**WHAT TO PRODUCE**.
Reproduce the lines from the one containing "Verification task: the open" through the one containing "[94,357,509,456]", swapping "Report the bounding box" for "Give the bounding box" and changing nothing else.

--- begin THE DATA ---

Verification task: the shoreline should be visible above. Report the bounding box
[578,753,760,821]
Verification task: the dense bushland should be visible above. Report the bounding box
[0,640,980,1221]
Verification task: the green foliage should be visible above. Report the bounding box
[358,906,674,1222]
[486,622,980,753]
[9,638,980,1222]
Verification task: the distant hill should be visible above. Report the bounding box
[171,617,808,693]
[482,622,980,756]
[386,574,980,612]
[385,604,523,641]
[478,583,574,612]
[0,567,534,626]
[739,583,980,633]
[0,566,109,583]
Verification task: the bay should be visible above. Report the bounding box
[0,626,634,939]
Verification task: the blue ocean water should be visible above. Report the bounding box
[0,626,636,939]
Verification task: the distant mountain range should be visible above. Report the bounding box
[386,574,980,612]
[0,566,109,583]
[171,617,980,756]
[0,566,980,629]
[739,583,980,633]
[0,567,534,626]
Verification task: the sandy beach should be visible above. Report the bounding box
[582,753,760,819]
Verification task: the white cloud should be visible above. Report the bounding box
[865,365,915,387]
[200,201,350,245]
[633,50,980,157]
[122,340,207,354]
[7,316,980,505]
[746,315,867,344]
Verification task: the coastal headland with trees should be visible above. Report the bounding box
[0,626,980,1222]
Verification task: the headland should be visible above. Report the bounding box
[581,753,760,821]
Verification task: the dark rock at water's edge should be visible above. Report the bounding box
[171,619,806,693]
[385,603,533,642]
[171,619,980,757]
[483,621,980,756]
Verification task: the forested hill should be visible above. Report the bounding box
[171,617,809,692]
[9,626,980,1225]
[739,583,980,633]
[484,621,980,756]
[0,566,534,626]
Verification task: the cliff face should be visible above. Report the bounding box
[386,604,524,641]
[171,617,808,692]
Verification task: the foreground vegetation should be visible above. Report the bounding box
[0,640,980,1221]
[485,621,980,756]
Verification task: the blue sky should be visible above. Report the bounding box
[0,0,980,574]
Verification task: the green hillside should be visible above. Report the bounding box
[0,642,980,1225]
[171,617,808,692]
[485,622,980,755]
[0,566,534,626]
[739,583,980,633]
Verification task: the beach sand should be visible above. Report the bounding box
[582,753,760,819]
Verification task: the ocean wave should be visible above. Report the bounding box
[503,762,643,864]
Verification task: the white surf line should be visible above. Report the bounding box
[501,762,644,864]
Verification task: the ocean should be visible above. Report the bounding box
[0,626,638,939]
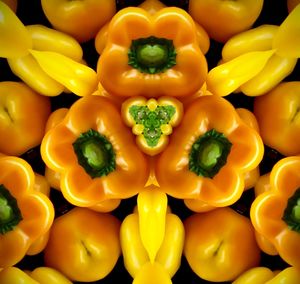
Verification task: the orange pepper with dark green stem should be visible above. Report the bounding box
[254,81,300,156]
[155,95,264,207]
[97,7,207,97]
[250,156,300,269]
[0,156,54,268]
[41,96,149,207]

--- end THE DATA ---
--- begin THE DATA ---

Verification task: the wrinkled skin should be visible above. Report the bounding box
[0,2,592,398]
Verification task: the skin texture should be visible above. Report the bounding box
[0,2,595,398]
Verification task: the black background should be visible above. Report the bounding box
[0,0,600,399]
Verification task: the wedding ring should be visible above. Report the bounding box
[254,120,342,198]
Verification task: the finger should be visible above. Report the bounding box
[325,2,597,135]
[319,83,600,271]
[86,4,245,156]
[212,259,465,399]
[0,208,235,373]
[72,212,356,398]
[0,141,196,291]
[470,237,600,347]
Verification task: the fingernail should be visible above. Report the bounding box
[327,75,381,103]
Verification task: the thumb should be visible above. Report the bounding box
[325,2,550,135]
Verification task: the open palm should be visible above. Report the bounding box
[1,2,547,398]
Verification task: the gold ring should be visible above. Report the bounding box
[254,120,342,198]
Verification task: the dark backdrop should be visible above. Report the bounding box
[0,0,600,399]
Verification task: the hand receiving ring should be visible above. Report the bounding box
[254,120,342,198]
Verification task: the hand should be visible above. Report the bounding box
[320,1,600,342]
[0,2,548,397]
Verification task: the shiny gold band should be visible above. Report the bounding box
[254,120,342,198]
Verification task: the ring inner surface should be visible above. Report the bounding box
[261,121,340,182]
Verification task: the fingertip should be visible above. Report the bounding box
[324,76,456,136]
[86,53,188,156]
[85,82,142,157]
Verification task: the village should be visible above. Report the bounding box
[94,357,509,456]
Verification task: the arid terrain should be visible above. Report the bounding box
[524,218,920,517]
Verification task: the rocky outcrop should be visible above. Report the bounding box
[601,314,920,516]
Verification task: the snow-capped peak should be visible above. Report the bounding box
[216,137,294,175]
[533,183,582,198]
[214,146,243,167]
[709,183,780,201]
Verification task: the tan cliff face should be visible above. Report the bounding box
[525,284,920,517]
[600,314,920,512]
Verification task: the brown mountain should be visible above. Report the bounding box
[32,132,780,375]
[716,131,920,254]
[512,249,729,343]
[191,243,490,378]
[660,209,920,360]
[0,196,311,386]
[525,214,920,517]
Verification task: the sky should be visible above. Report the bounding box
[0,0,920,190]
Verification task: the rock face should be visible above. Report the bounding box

--- end THE DATA ---

**CORRECT RESPONSE**.
Verification task: the open palm should be visible above. Give the bounding box
[1,2,547,398]
Verification task: the gold ring should be visible above. Give the bounding box
[254,120,342,198]
Verification task: the dark backdrop should be visible above. Give the bounding box
[0,0,600,399]
Verification task: the hand receiving ring should be visible above. Give the bounding box
[254,120,342,198]
Verification task: the hand should be visible above. Give the bounding box
[320,1,600,342]
[0,2,548,397]
Verification task: the shiny gold band should be visible above. Give the bounding box
[254,120,342,198]
Verification task: the ring inner surface should be visible above. Give the bounding box
[261,121,340,182]
Verification task: the fingertip should be visible above. Give the bounding box
[324,76,456,136]
[86,53,188,156]
[85,82,142,157]
Verification task: the village should be visible above. Give the bounding box
[94,357,509,456]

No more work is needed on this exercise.